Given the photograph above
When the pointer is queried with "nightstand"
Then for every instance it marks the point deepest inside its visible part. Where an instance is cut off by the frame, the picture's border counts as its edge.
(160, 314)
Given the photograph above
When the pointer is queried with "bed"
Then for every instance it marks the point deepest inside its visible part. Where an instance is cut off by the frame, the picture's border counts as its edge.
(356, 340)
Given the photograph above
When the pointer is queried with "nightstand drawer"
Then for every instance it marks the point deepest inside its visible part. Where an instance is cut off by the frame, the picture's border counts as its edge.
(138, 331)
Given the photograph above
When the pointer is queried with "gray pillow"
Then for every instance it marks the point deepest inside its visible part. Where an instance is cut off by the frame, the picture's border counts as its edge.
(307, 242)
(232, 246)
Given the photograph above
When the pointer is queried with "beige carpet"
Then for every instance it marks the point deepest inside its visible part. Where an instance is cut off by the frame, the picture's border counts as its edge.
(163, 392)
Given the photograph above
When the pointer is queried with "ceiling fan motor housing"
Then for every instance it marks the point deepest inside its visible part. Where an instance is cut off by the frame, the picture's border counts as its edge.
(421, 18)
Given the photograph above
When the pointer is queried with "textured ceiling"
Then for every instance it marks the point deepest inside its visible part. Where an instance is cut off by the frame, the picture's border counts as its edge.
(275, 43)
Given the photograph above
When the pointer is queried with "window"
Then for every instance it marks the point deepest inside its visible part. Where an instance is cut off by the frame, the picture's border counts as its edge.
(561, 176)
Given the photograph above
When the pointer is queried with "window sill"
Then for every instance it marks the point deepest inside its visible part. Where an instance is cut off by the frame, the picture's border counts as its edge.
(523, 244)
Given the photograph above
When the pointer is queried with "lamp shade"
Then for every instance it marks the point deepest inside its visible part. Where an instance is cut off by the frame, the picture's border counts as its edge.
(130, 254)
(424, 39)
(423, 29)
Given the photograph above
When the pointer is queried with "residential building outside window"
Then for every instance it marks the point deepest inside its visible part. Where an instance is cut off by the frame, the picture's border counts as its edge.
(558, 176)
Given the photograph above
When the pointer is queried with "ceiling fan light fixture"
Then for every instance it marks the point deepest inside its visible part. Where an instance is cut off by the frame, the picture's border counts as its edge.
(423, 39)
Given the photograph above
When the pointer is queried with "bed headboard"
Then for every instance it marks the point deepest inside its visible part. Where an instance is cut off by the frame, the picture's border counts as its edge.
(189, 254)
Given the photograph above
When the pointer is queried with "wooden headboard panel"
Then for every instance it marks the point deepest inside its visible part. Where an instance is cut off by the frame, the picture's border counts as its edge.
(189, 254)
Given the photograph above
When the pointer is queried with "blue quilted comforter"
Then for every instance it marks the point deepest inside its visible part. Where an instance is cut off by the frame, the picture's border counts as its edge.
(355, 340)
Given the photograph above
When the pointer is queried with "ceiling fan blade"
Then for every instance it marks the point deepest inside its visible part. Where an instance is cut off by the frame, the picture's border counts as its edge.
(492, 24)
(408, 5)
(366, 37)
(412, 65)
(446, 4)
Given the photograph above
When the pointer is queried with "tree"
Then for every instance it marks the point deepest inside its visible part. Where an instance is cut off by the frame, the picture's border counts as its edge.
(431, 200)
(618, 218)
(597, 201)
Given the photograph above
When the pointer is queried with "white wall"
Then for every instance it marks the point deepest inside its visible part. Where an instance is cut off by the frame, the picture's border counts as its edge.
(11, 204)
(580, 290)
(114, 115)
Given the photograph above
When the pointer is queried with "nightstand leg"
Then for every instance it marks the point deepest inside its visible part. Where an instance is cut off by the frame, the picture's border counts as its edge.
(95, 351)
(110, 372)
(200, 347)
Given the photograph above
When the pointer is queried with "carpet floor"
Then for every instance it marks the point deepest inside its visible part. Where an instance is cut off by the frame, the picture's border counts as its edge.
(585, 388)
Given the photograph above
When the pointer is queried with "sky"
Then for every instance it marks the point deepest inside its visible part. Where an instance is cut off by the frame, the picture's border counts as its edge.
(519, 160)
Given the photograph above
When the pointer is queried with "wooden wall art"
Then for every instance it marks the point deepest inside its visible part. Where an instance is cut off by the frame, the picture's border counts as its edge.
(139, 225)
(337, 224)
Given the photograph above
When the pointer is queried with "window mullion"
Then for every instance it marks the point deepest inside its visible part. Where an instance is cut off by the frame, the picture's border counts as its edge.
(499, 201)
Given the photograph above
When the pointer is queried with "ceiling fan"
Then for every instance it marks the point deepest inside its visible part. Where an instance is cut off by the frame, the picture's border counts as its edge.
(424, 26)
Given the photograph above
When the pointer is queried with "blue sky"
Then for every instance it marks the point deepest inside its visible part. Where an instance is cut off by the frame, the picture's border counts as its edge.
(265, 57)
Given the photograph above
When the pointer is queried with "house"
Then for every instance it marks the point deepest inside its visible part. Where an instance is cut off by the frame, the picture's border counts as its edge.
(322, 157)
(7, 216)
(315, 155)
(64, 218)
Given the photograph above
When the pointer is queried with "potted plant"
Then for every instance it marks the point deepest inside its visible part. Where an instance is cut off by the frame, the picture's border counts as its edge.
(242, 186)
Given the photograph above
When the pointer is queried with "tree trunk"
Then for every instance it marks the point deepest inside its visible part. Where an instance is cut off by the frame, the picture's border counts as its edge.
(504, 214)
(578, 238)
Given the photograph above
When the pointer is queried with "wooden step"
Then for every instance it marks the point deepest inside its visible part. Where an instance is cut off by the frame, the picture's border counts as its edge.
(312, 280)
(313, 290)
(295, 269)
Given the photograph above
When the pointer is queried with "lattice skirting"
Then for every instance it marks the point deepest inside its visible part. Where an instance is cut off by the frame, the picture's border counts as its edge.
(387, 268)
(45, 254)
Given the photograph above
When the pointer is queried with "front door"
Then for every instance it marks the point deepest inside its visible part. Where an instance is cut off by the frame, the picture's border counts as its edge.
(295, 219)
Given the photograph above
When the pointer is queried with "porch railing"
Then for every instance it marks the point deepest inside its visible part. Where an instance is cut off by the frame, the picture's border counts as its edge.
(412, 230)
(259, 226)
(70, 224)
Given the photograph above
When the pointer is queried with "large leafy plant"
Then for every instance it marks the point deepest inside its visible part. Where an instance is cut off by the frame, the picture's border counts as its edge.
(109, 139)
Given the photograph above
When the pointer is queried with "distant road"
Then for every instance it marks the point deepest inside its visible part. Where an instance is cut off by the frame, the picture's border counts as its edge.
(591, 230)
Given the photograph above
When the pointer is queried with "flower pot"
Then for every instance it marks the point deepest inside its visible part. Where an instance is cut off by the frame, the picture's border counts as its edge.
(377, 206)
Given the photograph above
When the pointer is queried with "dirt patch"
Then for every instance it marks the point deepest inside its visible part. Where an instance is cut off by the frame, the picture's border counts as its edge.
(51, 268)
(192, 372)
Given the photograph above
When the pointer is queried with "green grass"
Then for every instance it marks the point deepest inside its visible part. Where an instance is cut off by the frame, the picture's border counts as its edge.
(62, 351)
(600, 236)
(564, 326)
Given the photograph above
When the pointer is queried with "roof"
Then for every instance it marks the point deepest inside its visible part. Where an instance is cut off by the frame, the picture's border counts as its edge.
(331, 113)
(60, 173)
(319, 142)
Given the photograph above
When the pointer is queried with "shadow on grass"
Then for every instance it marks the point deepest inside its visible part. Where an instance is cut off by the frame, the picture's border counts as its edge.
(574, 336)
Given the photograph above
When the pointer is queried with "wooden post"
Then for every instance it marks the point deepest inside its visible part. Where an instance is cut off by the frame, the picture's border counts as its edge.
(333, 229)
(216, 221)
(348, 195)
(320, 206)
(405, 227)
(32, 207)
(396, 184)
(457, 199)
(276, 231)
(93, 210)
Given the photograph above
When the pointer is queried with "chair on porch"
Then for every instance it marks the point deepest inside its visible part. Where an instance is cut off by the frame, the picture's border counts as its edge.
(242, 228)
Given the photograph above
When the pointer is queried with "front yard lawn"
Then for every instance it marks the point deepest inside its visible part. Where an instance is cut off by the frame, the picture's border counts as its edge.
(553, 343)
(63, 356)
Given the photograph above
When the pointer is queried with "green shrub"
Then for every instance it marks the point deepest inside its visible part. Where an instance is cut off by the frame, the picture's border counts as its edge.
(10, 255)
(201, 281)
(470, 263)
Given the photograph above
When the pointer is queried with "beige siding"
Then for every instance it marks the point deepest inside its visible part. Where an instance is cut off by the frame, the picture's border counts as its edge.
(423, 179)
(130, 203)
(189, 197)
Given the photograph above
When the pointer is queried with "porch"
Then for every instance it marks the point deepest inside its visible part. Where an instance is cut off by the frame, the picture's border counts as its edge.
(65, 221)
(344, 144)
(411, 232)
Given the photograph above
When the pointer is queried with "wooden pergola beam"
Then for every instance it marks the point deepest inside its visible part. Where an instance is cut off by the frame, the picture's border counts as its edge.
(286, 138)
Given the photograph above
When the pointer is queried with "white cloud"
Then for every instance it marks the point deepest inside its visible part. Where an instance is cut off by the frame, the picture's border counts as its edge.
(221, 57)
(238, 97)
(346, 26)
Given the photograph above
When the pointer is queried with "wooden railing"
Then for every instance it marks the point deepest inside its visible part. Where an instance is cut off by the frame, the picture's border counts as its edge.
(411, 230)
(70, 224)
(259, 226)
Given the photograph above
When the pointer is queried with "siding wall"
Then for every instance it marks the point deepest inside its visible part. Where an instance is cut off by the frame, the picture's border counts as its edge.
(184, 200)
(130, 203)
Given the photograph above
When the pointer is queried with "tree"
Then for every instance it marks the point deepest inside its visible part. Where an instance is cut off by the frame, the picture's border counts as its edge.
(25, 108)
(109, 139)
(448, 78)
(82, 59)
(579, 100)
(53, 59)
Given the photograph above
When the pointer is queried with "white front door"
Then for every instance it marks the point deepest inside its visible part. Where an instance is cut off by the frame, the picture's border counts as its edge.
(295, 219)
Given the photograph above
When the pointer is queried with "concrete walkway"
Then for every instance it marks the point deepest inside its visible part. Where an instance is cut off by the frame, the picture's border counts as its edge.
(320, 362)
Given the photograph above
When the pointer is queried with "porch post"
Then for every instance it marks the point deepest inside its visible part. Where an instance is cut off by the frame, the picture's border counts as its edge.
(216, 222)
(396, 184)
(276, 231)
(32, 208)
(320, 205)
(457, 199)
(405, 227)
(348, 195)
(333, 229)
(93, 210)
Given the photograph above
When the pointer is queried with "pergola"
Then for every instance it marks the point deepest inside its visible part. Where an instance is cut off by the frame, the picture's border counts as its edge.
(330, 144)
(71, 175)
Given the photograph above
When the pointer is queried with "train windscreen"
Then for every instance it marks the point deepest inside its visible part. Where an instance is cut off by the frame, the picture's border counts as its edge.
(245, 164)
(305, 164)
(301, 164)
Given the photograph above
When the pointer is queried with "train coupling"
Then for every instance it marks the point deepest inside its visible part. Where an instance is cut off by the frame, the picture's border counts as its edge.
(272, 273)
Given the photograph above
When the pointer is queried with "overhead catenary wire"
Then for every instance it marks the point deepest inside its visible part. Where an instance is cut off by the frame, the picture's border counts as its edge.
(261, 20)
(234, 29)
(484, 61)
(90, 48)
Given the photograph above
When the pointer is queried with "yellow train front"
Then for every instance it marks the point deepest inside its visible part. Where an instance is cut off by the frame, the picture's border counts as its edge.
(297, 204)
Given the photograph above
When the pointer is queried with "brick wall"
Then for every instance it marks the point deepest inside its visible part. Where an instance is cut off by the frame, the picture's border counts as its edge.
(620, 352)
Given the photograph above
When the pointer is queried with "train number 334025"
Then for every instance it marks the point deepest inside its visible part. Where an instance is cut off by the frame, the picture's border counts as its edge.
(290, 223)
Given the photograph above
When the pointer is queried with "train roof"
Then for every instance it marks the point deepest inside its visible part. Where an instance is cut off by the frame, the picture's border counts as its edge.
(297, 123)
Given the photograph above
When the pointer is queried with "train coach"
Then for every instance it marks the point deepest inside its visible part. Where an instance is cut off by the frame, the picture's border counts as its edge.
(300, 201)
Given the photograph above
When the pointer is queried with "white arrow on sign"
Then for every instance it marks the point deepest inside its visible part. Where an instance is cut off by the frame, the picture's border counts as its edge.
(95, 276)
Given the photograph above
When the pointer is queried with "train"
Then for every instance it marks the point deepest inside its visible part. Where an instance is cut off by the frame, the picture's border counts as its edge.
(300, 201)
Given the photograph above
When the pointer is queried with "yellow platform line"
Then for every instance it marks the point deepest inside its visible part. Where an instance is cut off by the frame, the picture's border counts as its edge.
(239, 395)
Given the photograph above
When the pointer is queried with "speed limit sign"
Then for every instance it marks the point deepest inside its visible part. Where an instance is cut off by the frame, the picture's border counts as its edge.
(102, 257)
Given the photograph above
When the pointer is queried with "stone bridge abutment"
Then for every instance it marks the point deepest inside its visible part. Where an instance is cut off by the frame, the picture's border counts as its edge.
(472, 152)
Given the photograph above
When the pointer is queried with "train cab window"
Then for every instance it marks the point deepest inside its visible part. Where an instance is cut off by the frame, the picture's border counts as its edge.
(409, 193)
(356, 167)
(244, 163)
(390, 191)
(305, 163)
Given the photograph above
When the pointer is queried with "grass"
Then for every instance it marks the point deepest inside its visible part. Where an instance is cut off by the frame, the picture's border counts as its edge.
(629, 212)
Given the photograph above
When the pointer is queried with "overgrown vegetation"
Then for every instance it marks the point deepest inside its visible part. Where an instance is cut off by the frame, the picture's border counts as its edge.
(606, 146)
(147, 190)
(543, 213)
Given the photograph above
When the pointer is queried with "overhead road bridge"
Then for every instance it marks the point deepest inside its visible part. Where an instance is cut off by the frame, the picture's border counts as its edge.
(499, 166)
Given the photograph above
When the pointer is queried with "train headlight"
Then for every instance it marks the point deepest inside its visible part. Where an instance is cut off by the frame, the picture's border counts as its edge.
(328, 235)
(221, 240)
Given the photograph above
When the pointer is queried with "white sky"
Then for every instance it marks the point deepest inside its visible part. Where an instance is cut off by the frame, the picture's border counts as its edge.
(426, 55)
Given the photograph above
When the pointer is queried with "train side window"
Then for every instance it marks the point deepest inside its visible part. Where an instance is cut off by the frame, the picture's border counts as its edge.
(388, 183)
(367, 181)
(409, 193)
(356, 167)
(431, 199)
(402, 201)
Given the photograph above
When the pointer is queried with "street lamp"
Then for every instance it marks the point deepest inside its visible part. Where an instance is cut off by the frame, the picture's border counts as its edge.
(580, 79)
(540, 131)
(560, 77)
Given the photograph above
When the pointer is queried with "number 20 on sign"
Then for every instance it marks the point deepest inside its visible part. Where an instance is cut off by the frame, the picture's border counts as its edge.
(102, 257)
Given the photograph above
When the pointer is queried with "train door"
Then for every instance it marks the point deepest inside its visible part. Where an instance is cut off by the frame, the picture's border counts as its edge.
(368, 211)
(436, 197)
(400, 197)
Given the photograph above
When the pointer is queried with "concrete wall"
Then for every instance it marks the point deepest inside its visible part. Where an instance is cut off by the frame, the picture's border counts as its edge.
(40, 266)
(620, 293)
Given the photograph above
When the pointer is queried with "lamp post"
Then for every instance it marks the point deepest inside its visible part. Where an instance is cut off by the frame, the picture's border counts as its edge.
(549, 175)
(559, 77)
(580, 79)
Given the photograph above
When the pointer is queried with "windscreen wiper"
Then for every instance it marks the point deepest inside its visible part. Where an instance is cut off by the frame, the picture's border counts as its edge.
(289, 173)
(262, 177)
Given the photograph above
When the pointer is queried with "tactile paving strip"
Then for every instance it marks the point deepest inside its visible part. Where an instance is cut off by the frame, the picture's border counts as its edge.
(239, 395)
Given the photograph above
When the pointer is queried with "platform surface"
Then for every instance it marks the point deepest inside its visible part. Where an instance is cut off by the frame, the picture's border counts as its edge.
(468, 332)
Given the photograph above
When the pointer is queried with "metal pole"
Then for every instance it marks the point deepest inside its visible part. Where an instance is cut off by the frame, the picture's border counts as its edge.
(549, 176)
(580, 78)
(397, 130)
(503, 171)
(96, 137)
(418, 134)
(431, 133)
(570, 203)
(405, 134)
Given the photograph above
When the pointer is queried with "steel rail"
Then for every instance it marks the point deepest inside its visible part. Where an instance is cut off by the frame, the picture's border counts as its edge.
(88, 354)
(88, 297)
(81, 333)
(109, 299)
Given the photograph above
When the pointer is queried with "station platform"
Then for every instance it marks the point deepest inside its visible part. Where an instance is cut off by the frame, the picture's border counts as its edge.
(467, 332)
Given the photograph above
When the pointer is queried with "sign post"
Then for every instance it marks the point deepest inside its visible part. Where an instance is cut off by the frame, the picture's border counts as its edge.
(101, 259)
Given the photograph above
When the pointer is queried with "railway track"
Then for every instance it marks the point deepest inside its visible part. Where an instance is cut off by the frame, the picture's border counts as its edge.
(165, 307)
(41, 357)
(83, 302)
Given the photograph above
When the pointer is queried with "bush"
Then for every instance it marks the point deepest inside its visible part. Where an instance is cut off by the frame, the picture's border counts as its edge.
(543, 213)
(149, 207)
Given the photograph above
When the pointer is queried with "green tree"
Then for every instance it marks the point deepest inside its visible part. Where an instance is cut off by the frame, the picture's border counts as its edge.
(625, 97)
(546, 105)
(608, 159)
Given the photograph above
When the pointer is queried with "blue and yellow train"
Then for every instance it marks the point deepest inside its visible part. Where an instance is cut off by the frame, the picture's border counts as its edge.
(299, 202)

════

■ **Aim of the exercise**:
Return every line of the data above that contains the string "sign", matching case exactly.

■ **Solution for this task**:
When the pointer is queried with "white arrow on sign"
When the pointer is queried with "speed limit sign"
When the pointer is queried with "number 20 on sign"
When the pointer is queried with "sign post"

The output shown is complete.